* What you are asked to do
Please swap "forest floor" for "woodland floor" throughout the data below and give it back with nothing else changed, leaving out the pictures.
_ _ _
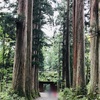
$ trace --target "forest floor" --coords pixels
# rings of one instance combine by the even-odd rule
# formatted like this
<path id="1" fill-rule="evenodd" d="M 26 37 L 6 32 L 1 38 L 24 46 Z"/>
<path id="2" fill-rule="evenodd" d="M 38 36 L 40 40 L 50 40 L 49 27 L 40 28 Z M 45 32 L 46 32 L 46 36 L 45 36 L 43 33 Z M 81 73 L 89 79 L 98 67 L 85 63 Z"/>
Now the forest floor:
<path id="1" fill-rule="evenodd" d="M 58 95 L 56 94 L 49 94 L 49 93 L 40 93 L 41 97 L 36 100 L 58 100 Z"/>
_ _ _
* Exercise answer
$ trace --target "woodland floor" --coords pixels
# rings of one instance combine by the even-odd rule
# formatted like this
<path id="1" fill-rule="evenodd" d="M 26 37 L 6 32 L 1 38 L 24 46 Z"/>
<path id="2" fill-rule="evenodd" d="M 38 36 L 40 40 L 50 40 L 49 27 L 40 28 Z M 45 32 L 46 32 L 46 36 L 45 36 L 43 33 Z M 81 73 L 89 79 L 98 67 L 85 63 Z"/>
Now the woodland floor:
<path id="1" fill-rule="evenodd" d="M 58 95 L 56 94 L 49 94 L 49 93 L 40 93 L 41 97 L 36 100 L 58 100 Z"/>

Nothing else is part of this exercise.